* Supplied data *

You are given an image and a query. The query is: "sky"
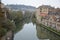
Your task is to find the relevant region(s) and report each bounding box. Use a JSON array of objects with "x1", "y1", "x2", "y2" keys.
[{"x1": 2, "y1": 0, "x2": 60, "y2": 8}]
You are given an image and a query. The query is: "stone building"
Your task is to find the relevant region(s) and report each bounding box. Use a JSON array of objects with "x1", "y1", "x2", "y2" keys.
[{"x1": 36, "y1": 5, "x2": 60, "y2": 31}]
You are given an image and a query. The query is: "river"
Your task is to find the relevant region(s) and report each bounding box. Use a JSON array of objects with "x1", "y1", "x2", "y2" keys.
[{"x1": 14, "y1": 18, "x2": 60, "y2": 40}]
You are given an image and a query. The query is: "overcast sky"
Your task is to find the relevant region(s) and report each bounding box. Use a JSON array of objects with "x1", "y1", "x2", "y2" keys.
[{"x1": 2, "y1": 0, "x2": 60, "y2": 8}]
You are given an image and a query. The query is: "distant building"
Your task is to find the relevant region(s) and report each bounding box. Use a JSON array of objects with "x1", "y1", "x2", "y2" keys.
[{"x1": 36, "y1": 5, "x2": 60, "y2": 31}]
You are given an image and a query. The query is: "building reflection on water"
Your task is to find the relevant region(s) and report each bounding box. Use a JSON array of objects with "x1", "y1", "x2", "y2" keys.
[{"x1": 36, "y1": 25, "x2": 60, "y2": 40}]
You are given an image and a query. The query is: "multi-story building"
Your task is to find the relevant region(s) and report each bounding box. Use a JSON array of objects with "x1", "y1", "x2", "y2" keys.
[{"x1": 36, "y1": 5, "x2": 60, "y2": 31}]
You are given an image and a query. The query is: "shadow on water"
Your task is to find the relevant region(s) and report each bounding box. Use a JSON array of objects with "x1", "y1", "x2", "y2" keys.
[{"x1": 14, "y1": 18, "x2": 60, "y2": 40}]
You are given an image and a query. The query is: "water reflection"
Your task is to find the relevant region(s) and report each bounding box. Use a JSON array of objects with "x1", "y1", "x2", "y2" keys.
[
  {"x1": 14, "y1": 18, "x2": 60, "y2": 40},
  {"x1": 36, "y1": 25, "x2": 60, "y2": 40}
]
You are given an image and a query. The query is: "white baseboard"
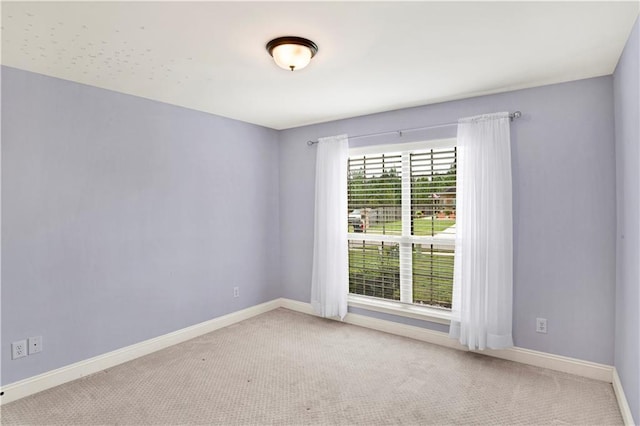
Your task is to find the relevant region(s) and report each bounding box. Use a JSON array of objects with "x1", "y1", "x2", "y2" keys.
[
  {"x1": 0, "y1": 298, "x2": 633, "y2": 410},
  {"x1": 0, "y1": 299, "x2": 281, "y2": 404},
  {"x1": 613, "y1": 367, "x2": 640, "y2": 426},
  {"x1": 281, "y1": 299, "x2": 613, "y2": 383}
]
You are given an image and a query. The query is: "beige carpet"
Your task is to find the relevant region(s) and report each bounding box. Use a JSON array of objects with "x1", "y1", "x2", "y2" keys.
[{"x1": 2, "y1": 309, "x2": 622, "y2": 425}]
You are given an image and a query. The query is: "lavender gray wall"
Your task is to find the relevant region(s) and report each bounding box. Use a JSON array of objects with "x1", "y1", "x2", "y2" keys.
[
  {"x1": 280, "y1": 76, "x2": 616, "y2": 365},
  {"x1": 613, "y1": 15, "x2": 640, "y2": 422},
  {"x1": 1, "y1": 67, "x2": 280, "y2": 384}
]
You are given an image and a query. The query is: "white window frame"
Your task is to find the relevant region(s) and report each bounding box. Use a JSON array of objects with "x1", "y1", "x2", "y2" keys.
[{"x1": 347, "y1": 138, "x2": 457, "y2": 325}]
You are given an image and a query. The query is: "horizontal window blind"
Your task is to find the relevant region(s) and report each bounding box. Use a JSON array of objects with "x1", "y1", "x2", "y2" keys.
[
  {"x1": 347, "y1": 141, "x2": 456, "y2": 309},
  {"x1": 347, "y1": 154, "x2": 402, "y2": 235},
  {"x1": 349, "y1": 241, "x2": 400, "y2": 300},
  {"x1": 410, "y1": 147, "x2": 456, "y2": 236}
]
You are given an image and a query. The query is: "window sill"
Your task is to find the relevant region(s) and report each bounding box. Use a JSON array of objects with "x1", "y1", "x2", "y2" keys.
[{"x1": 348, "y1": 294, "x2": 451, "y2": 325}]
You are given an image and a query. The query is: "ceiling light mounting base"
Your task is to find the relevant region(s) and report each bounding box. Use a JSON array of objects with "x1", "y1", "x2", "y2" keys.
[{"x1": 266, "y1": 36, "x2": 318, "y2": 71}]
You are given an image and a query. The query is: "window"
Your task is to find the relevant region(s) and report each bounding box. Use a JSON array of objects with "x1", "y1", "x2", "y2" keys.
[{"x1": 347, "y1": 139, "x2": 456, "y2": 309}]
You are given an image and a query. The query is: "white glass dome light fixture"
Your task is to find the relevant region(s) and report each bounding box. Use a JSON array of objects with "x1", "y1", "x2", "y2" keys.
[{"x1": 266, "y1": 36, "x2": 318, "y2": 71}]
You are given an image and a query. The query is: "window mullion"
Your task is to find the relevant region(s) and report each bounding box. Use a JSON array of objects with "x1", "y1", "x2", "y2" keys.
[{"x1": 400, "y1": 152, "x2": 413, "y2": 303}]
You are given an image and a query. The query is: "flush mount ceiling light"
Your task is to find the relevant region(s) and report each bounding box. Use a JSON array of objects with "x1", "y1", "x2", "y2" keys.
[{"x1": 267, "y1": 36, "x2": 318, "y2": 71}]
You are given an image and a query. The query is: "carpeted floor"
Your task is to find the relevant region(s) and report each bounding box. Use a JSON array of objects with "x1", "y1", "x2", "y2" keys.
[{"x1": 1, "y1": 309, "x2": 622, "y2": 425}]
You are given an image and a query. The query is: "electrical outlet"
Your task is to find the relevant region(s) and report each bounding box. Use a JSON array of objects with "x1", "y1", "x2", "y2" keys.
[
  {"x1": 536, "y1": 318, "x2": 547, "y2": 334},
  {"x1": 28, "y1": 336, "x2": 42, "y2": 355},
  {"x1": 11, "y1": 340, "x2": 27, "y2": 359}
]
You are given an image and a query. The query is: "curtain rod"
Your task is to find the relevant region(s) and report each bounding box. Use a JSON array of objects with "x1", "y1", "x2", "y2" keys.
[{"x1": 307, "y1": 111, "x2": 522, "y2": 146}]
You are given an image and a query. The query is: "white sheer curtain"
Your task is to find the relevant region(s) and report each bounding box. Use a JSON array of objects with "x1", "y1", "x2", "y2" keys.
[
  {"x1": 449, "y1": 112, "x2": 513, "y2": 349},
  {"x1": 311, "y1": 135, "x2": 349, "y2": 319}
]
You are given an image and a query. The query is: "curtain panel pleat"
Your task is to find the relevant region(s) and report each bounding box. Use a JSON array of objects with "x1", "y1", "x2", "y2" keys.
[
  {"x1": 449, "y1": 112, "x2": 513, "y2": 350},
  {"x1": 311, "y1": 135, "x2": 349, "y2": 319}
]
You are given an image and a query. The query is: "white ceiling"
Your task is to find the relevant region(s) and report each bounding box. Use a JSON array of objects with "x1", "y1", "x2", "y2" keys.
[{"x1": 2, "y1": 0, "x2": 640, "y2": 129}]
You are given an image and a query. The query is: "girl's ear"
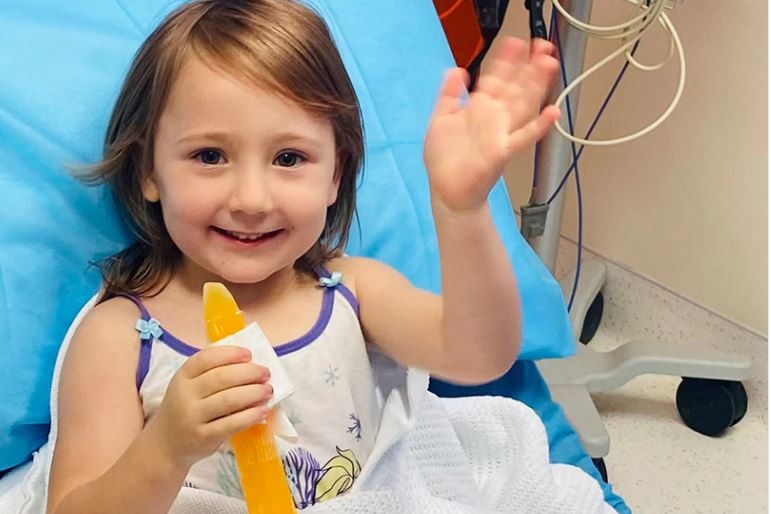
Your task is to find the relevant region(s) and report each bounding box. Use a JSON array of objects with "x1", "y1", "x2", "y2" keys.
[
  {"x1": 327, "y1": 166, "x2": 343, "y2": 207},
  {"x1": 142, "y1": 173, "x2": 161, "y2": 203}
]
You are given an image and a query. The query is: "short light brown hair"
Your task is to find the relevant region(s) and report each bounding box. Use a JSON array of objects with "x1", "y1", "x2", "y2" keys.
[{"x1": 81, "y1": 0, "x2": 364, "y2": 299}]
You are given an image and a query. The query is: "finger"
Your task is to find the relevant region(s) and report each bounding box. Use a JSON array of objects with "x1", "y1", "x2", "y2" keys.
[
  {"x1": 194, "y1": 362, "x2": 270, "y2": 398},
  {"x1": 434, "y1": 68, "x2": 469, "y2": 116},
  {"x1": 479, "y1": 37, "x2": 527, "y2": 90},
  {"x1": 531, "y1": 55, "x2": 560, "y2": 90},
  {"x1": 206, "y1": 405, "x2": 270, "y2": 438},
  {"x1": 180, "y1": 345, "x2": 252, "y2": 378},
  {"x1": 201, "y1": 384, "x2": 273, "y2": 421},
  {"x1": 530, "y1": 38, "x2": 557, "y2": 61},
  {"x1": 508, "y1": 105, "x2": 560, "y2": 152}
]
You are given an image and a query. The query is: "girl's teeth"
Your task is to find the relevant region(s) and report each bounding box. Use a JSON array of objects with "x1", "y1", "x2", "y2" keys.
[{"x1": 228, "y1": 231, "x2": 262, "y2": 241}]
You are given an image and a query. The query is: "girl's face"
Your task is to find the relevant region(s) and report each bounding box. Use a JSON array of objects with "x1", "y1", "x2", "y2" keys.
[{"x1": 143, "y1": 58, "x2": 339, "y2": 284}]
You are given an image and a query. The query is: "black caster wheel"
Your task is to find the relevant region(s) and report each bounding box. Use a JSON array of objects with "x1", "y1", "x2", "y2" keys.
[
  {"x1": 675, "y1": 377, "x2": 747, "y2": 437},
  {"x1": 578, "y1": 291, "x2": 605, "y2": 344},
  {"x1": 592, "y1": 459, "x2": 608, "y2": 484}
]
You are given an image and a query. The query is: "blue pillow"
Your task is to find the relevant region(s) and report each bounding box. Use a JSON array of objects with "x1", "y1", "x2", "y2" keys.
[{"x1": 0, "y1": 0, "x2": 573, "y2": 470}]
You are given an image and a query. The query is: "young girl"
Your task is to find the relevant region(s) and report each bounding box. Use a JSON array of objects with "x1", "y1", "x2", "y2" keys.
[{"x1": 48, "y1": 0, "x2": 559, "y2": 514}]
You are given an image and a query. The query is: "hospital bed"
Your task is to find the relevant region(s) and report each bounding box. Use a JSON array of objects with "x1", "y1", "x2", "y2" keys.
[{"x1": 0, "y1": 0, "x2": 629, "y2": 513}]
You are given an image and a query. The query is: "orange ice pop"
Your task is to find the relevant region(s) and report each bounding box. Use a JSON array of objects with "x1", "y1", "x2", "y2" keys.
[{"x1": 203, "y1": 282, "x2": 296, "y2": 514}]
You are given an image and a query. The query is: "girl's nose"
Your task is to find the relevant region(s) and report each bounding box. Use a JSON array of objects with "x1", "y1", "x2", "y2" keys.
[{"x1": 230, "y1": 164, "x2": 273, "y2": 215}]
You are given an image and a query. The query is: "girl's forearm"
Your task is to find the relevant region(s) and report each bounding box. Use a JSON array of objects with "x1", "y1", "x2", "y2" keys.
[
  {"x1": 49, "y1": 429, "x2": 188, "y2": 514},
  {"x1": 431, "y1": 198, "x2": 521, "y2": 382}
]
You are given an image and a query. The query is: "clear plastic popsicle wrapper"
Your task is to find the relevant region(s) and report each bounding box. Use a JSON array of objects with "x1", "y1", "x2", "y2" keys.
[{"x1": 203, "y1": 282, "x2": 296, "y2": 514}]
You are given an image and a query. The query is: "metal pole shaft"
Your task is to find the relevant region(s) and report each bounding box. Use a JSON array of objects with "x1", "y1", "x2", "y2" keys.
[{"x1": 528, "y1": 0, "x2": 592, "y2": 273}]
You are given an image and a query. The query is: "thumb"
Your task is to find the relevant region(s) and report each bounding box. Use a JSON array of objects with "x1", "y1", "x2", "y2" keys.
[{"x1": 434, "y1": 68, "x2": 469, "y2": 116}]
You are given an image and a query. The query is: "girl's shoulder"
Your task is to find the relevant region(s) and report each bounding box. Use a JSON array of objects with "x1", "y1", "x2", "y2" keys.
[
  {"x1": 326, "y1": 256, "x2": 406, "y2": 297},
  {"x1": 72, "y1": 296, "x2": 147, "y2": 357}
]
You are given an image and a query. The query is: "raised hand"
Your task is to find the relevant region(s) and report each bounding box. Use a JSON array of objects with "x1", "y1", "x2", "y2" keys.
[{"x1": 423, "y1": 38, "x2": 560, "y2": 211}]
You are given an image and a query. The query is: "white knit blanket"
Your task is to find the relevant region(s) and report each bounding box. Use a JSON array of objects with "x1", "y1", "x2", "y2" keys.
[{"x1": 0, "y1": 296, "x2": 616, "y2": 514}]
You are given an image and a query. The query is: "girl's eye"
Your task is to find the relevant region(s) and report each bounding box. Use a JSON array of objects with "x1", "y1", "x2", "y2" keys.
[
  {"x1": 273, "y1": 152, "x2": 305, "y2": 168},
  {"x1": 195, "y1": 148, "x2": 222, "y2": 166}
]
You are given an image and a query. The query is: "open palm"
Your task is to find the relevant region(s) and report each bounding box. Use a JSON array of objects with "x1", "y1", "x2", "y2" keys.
[{"x1": 424, "y1": 38, "x2": 559, "y2": 210}]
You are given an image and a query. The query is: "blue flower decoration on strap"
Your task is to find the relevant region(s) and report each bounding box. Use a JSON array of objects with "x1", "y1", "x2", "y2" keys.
[
  {"x1": 319, "y1": 271, "x2": 343, "y2": 287},
  {"x1": 134, "y1": 318, "x2": 163, "y2": 339}
]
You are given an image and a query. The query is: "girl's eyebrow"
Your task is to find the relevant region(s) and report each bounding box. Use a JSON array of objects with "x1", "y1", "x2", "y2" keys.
[
  {"x1": 176, "y1": 131, "x2": 323, "y2": 146},
  {"x1": 269, "y1": 131, "x2": 323, "y2": 146},
  {"x1": 176, "y1": 131, "x2": 231, "y2": 144}
]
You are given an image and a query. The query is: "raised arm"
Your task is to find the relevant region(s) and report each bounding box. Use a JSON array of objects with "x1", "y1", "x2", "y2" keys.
[{"x1": 340, "y1": 39, "x2": 559, "y2": 383}]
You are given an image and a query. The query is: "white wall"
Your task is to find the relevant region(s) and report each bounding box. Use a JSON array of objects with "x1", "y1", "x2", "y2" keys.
[{"x1": 502, "y1": 0, "x2": 768, "y2": 335}]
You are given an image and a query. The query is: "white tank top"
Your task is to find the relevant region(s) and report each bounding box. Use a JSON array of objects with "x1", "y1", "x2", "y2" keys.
[{"x1": 123, "y1": 271, "x2": 380, "y2": 509}]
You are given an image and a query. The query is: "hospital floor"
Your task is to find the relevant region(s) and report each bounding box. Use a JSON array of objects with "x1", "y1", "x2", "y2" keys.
[{"x1": 556, "y1": 241, "x2": 768, "y2": 514}]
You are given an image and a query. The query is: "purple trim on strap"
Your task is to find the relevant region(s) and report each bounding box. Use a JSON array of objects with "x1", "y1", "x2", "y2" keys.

* Required work *
Report, in full, every line of the listing above that contains the word "water".

* Answer for the task *
You are given an image and a query. The query is: "building reflection on water"
You are given an image and a query. The query is: "shadow on water"
You are given an image and a query. The query is: "water reflection"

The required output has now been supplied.